• [Work required] The entries follow. Print each one exactly.

Stored items
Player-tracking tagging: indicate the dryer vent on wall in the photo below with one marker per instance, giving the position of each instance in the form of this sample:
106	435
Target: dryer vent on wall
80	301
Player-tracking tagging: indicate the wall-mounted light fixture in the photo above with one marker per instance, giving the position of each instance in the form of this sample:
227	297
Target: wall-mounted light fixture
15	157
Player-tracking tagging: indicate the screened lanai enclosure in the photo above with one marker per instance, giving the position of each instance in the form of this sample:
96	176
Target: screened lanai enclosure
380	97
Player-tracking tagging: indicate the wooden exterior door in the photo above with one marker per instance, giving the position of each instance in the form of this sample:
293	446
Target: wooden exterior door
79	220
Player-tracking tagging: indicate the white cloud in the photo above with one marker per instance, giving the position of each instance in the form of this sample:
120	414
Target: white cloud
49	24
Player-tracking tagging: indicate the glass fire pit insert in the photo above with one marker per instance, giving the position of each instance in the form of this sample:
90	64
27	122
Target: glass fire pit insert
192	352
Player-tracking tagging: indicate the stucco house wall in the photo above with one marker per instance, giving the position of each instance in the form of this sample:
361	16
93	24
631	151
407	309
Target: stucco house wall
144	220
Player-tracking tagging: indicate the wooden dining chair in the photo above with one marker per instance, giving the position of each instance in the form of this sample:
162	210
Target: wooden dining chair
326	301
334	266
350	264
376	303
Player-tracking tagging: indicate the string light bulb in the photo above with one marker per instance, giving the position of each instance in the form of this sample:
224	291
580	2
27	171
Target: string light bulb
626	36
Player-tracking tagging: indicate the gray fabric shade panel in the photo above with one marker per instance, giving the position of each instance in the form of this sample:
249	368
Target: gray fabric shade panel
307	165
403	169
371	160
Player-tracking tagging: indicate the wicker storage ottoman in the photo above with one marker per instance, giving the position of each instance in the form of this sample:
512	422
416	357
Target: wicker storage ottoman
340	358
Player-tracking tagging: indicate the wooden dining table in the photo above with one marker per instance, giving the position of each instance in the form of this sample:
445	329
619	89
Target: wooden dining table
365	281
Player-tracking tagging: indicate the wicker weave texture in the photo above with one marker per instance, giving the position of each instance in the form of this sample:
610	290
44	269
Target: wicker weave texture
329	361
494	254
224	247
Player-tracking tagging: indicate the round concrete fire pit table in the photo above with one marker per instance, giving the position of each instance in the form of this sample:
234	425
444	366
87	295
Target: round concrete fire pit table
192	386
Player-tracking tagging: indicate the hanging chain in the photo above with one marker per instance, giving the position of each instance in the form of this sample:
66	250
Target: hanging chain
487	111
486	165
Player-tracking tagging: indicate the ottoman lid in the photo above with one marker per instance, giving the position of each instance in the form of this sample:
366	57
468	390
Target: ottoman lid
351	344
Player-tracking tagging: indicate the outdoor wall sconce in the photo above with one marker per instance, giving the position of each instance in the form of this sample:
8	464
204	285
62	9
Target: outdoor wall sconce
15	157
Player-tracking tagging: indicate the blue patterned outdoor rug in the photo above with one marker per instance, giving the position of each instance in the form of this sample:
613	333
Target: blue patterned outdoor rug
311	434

• [Response to this exercise]
Player-tracking tagging: indicate the dryer vent on wall in the photo below with one marker per instance, giving the position of each instance in the form of this sample:
106	435
Target: dryer vent on wall
80	301
Player-tracking tagging: indicate the wall-mounted light fixture in the photo above with one marker per instance, giving the position of each instance in the form of this sample:
227	297
Target: wall-mounted light fixture
15	157
Player-tracking tagging: indicate the screened lanai enclosure in the photo above with one marker per instance, giving the position of each instance in the form of this sample:
96	176
Target: screened lanai enclosure
380	97
Player-tracking tagging: indicate the wooden exterior door in the photo above with one marker per instance, giving the position of each instance in the form of this sample:
293	446
Target: wooden exterior door
79	220
Player-tracking tagging: indicate the white cloud in the photo above with one marker per instance, giving the position of each instance in the form of this sample:
120	414
Target: white cloud
49	24
Player-tracking tagging: indicate the glass fire pit insert in the photo above with one marker per instance, giving the position of each instance in the form of this sample:
90	64
27	122
Target: glass fire pit insert
192	352
Player-tracking tagging: indicate the stucco house wall in the photo above with one marker per instance, giving the position of each instance in the form of this sample:
361	16
93	24
631	151
407	309
Target: stucco house wall
144	220
Player-tracking tagging: indicate the wooden dining chair in the photo above with one marker per instance, giving the position of each instance in the form of this sample:
162	210
Target: wooden dining chair
326	301
334	266
350	264
376	303
Player-tracking tagging: indicate the string light bulb in the photo above with one marker per instance, giving the position of each instance in the form of this sample:
224	291
580	2
27	171
Target: string light bulb
626	36
Player-tracking tagging: indicate the gray fabric shade panel in the photo above with one marker per instance, giving the position of each instance in the form of this sample:
249	368
Target: gray fabric shade panel
307	165
403	169
371	160
Player-tracking tagging: indicate the wicker storage ottoman in the photo above with one marker per instance, giving the position of each instance in the form of this sample:
512	422
416	357
Target: wicker storage ottoman
340	358
Player-tracking tagging: indicate the wooden dining table in the photo above with one marker per instance, giving the position of each instance in the form of this sample:
445	329
619	89
Target: wooden dining table
365	281
Player-tracking tagging: indicate the wicker weave texture in the photo above with one marker per instance, giving the position of each instance in the form of this sample:
610	290
44	269
Target: wicker weave texture
329	361
494	254
224	247
Player-tracking tagging: indicate the round concrete fire pit table in the photo above with one marker per instance, giving the position of each instance in the form of this sample:
234	425
444	366
87	295
Target: round concrete fire pit table
192	386
Player-tracking tagging: indicate the hanging chain in the photo above with one marker per instance, giving the position of each instance in the form of this sample:
66	250
Target: hanging chain
487	111
486	165
Player-tracking tagging: indicate the ottoman lid in the photo above with one marker per instance, giving the position of each instance in the form of this sample:
366	57
468	390
Target: ottoman lid
351	344
Player-tracking tagging: indicate the outdoor wall sconce in the photo above with one marker per instance, giving the position of each instance in the form of this sample:
8	464
204	285
62	9
Target: outdoor wall sconce
15	157
Player-tracking tagging: indicate the blue patterned outdoor rug in the photo above with one marker per instance, giving the position of each instance in the form of this sample:
613	333
Target: blue patterned outdoor rug
311	434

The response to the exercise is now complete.